• **What is expected**
From the entries below, print exactly the span beginning with the line holding "Category: grey hair" and ending with the line holding "# point at: wildflower", endpoints included, and skip any pictures.

===== Records for processing =====

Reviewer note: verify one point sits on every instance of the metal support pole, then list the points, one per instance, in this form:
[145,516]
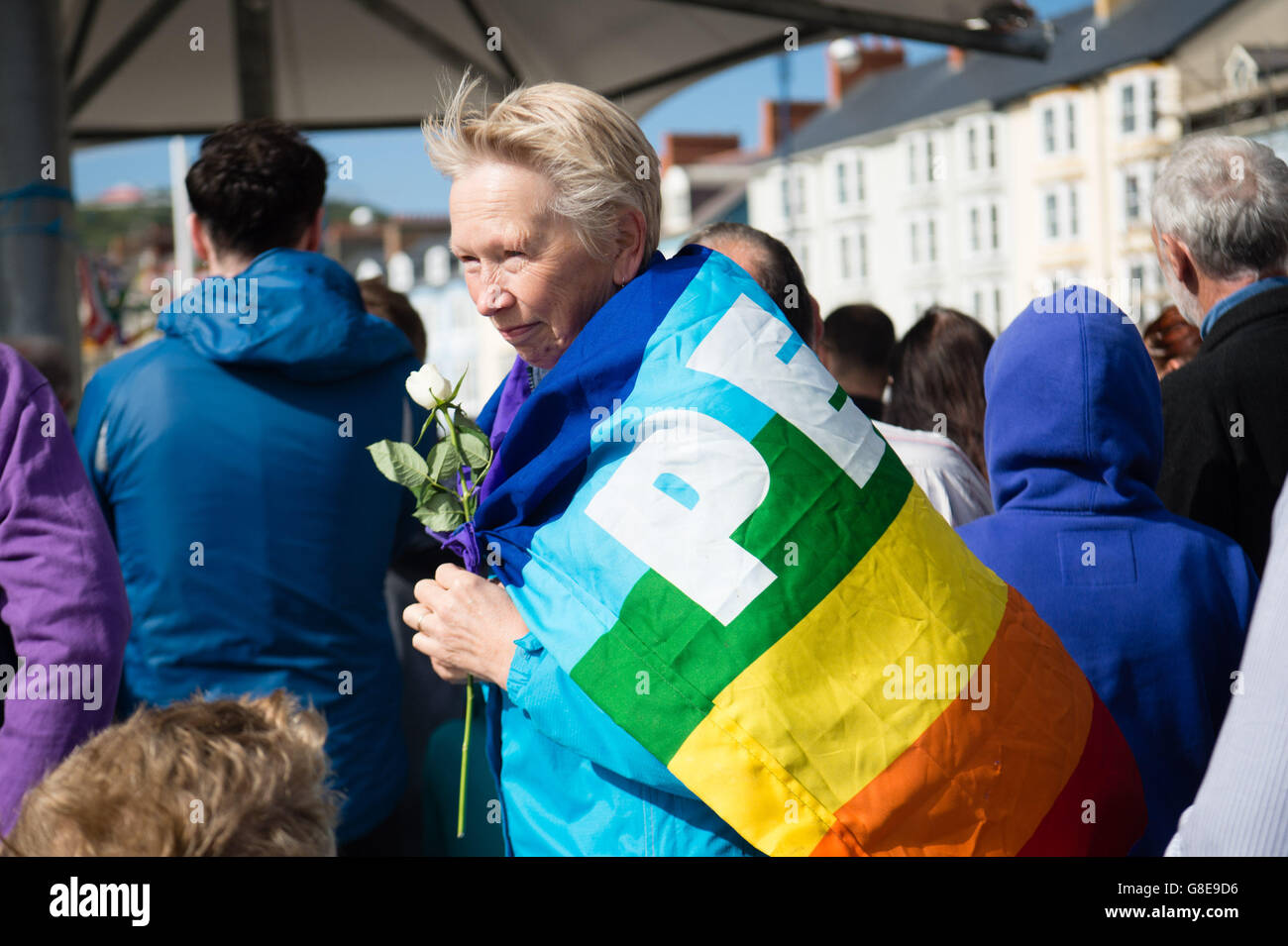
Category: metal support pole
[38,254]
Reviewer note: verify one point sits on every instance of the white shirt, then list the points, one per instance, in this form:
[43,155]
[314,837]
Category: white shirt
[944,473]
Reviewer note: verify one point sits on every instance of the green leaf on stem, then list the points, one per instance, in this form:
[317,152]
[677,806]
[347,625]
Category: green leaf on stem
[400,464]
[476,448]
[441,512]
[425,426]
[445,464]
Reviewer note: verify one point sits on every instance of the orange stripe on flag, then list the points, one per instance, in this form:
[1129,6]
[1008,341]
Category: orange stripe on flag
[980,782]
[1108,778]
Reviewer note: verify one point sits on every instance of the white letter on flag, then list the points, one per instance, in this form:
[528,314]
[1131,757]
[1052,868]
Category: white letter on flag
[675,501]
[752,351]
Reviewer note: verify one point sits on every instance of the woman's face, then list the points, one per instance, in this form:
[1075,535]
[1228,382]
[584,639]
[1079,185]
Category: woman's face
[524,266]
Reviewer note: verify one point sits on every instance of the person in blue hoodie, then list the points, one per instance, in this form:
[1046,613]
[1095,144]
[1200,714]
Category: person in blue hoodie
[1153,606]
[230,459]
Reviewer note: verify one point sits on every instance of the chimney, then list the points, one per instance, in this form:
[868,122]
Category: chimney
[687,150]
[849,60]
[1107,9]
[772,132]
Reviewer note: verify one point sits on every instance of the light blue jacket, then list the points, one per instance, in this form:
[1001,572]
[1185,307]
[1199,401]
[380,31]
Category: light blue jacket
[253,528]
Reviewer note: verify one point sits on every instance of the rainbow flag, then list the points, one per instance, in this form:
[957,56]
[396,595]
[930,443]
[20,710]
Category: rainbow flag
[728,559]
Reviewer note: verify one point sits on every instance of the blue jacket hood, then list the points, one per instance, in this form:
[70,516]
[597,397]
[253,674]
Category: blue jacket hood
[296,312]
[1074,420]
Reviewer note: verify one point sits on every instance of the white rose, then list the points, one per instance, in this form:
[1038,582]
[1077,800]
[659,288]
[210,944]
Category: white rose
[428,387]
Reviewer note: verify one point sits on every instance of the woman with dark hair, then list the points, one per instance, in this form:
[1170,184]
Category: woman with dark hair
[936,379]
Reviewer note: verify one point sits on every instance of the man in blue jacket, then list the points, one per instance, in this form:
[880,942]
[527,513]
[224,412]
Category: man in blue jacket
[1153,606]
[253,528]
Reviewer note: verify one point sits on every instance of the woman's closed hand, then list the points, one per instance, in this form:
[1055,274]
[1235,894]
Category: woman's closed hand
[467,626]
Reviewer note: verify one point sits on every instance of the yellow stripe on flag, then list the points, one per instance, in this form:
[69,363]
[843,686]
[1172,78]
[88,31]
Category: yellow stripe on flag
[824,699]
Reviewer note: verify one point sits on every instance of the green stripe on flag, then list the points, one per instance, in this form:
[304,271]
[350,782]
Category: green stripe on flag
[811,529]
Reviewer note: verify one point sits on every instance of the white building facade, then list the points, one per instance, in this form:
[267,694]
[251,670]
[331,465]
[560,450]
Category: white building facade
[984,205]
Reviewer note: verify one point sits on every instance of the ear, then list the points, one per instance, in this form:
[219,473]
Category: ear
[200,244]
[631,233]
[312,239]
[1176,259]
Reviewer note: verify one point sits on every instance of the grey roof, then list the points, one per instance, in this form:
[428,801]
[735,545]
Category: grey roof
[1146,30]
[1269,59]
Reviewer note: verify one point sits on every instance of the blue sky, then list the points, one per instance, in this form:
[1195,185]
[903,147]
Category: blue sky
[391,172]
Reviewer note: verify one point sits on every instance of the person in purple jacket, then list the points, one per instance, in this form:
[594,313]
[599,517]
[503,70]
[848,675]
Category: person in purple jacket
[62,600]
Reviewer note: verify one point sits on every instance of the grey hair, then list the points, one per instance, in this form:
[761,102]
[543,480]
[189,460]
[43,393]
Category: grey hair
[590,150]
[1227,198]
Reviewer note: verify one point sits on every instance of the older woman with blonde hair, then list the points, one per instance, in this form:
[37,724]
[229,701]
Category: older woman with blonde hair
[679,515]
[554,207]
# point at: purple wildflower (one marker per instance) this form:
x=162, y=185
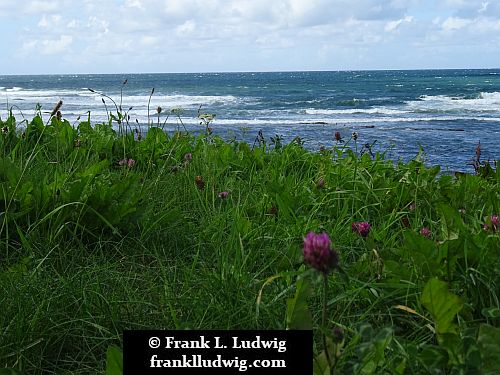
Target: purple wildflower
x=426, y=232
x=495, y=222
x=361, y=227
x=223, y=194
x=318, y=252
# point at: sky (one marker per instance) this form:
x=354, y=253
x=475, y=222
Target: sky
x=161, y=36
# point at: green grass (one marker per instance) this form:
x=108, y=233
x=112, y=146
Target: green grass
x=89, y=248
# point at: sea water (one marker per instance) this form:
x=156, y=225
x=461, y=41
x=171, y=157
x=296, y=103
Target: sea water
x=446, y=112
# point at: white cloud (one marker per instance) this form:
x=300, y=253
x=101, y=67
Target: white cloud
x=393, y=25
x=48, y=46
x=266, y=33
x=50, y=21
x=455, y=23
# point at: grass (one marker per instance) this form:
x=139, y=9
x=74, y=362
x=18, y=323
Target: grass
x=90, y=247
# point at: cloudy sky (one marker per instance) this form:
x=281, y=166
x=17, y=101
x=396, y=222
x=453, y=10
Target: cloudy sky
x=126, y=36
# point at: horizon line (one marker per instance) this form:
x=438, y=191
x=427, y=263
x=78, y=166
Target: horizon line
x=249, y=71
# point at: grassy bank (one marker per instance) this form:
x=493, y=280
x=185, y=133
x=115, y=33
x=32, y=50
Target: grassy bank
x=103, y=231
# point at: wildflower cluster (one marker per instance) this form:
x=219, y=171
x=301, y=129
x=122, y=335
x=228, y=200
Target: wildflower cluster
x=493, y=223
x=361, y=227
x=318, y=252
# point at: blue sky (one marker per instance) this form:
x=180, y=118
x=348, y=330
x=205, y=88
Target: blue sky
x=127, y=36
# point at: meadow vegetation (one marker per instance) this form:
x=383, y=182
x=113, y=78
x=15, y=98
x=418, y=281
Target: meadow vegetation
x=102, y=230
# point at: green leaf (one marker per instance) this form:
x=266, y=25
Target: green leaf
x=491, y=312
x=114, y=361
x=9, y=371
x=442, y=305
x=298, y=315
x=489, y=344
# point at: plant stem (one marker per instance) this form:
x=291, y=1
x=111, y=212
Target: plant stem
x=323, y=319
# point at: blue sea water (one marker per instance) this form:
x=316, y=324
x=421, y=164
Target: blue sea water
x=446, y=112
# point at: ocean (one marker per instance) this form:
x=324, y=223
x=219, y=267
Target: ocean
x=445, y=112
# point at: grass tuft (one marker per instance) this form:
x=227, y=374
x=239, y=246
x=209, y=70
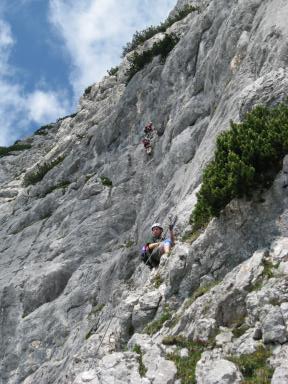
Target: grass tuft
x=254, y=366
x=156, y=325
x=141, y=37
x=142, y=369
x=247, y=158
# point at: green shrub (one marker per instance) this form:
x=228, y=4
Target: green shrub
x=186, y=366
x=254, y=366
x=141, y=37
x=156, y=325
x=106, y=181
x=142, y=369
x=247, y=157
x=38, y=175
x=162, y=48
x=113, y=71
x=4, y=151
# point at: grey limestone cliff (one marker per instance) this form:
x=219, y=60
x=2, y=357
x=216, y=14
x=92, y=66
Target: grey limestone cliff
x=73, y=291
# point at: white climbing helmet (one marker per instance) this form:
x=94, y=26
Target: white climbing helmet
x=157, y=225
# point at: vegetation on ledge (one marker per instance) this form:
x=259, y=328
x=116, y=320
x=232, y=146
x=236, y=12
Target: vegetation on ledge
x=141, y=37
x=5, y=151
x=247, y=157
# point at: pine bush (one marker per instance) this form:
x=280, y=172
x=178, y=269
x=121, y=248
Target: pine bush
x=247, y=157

=====

• **Finished task**
Category: grey hair
[590,150]
[1227,198]
Reviewer note: verify one point sits on every instance of the older woman with blonde hair, then list the points, one per instance, in this form:
[37,724]
[229,701]
Category: older woman with blonde hair
[679,515]
[554,207]
# point at: purple wildflower (one marker per instance) this form:
x=162, y=185
Target: purple wildflower
x=426, y=232
x=495, y=222
x=361, y=227
x=223, y=194
x=318, y=252
# point at: sky (one marker per instance) this form:
x=354, y=253
x=475, y=222
Target: sky
x=161, y=36
# point at: green grass (one marker per instance) this form:
x=108, y=233
x=112, y=146
Target: green grass
x=89, y=248
# point at: sea water (one marker per instance) this form:
x=156, y=225
x=461, y=41
x=171, y=157
x=296, y=103
Target: sea water
x=446, y=112
# point at: white cloud (one marker per instance) this form:
x=300, y=253
x=101, y=67
Target: white cloud
x=393, y=25
x=48, y=46
x=266, y=33
x=50, y=21
x=455, y=23
# point at: grass (one marker per instance) this form:
x=139, y=9
x=74, y=362
x=18, y=323
Target: grass
x=90, y=247
# point at: cloudy sky (one marker per instance) this form:
x=281, y=166
x=17, y=101
x=396, y=222
x=453, y=10
Target: cloudy sky
x=126, y=36
# point at: horizon line (one marker per instance) this form:
x=438, y=191
x=427, y=263
x=78, y=166
Target: horizon line
x=249, y=71
# point at: grassy bank (one marker per instance) this form:
x=493, y=280
x=185, y=133
x=115, y=33
x=32, y=50
Target: grassy bank
x=103, y=231
# point at: wildflower cluster (one marker per instance) this form:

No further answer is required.